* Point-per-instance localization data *

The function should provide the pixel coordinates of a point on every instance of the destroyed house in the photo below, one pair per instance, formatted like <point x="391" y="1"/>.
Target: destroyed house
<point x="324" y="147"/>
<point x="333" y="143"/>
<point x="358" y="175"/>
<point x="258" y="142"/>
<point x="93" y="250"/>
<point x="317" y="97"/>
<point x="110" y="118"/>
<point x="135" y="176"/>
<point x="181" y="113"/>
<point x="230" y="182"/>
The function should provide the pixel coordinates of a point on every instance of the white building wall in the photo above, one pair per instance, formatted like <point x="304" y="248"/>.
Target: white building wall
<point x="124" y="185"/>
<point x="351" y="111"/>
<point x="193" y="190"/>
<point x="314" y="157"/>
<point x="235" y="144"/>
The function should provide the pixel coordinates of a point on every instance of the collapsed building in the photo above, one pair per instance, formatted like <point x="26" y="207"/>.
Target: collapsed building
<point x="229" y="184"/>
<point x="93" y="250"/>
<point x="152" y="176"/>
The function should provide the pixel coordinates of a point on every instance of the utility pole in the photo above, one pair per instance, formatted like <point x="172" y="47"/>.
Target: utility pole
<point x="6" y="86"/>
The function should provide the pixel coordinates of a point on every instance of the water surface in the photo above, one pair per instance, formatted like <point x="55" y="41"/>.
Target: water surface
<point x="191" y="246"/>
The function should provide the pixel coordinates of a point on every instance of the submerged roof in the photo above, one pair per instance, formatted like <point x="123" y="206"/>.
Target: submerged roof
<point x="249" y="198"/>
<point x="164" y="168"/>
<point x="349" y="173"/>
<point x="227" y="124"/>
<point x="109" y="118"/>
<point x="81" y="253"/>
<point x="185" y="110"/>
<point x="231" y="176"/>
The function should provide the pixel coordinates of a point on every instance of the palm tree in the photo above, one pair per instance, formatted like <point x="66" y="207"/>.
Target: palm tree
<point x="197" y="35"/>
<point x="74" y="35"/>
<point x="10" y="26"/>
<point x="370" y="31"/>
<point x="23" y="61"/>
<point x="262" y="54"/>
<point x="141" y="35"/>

* Task directions *
Print all the records exactly as written.

* Solution for this exercise *
The function should provide the pixel coordinates of a point on every instance of the destroyed house in the photo below, one pair per instance, formatted like <point x="391" y="1"/>.
Target: destroyed house
<point x="324" y="147"/>
<point x="333" y="143"/>
<point x="358" y="175"/>
<point x="258" y="142"/>
<point x="93" y="250"/>
<point x="317" y="97"/>
<point x="110" y="118"/>
<point x="135" y="176"/>
<point x="181" y="113"/>
<point x="230" y="182"/>
The function should provide the pixel coordinates of a point on every instance of the white building wall in the photo above, one pair per instance, formatted like <point x="304" y="248"/>.
Target: white building wall
<point x="124" y="185"/>
<point x="351" y="111"/>
<point x="193" y="190"/>
<point x="314" y="157"/>
<point x="235" y="144"/>
The function should provide the pixel coordinates of a point on every instance of the collapsed building in the photo above, one pair per instance, formatted like <point x="26" y="207"/>.
Target: collapsed building
<point x="229" y="184"/>
<point x="93" y="250"/>
<point x="152" y="176"/>
The function should provide the pixel coordinates of a point on every instance of the utility pole in the photo above, one pair per instance, formatted like <point x="172" y="47"/>.
Target: utility pole
<point x="6" y="86"/>
The function should provide the pixel coordinates of a point on every instance of the water surface in the photo above, one pair per instance, formatted like <point x="55" y="41"/>.
Target: water surface
<point x="191" y="246"/>
The function should provide the pixel coordinates of a point on every instance of the submerged roof in the photo above, one pair per instance, formatted like <point x="123" y="206"/>.
Target: submerged roof
<point x="249" y="198"/>
<point x="164" y="168"/>
<point x="349" y="173"/>
<point x="227" y="124"/>
<point x="109" y="118"/>
<point x="81" y="253"/>
<point x="185" y="110"/>
<point x="231" y="176"/>
The function should provide the pixel coordinates of a point on every instance of the palm tree in the photo above, one pair per instance, formatted like <point x="66" y="207"/>.
Target: palm tree
<point x="197" y="35"/>
<point x="74" y="35"/>
<point x="10" y="26"/>
<point x="370" y="31"/>
<point x="23" y="61"/>
<point x="262" y="54"/>
<point x="141" y="35"/>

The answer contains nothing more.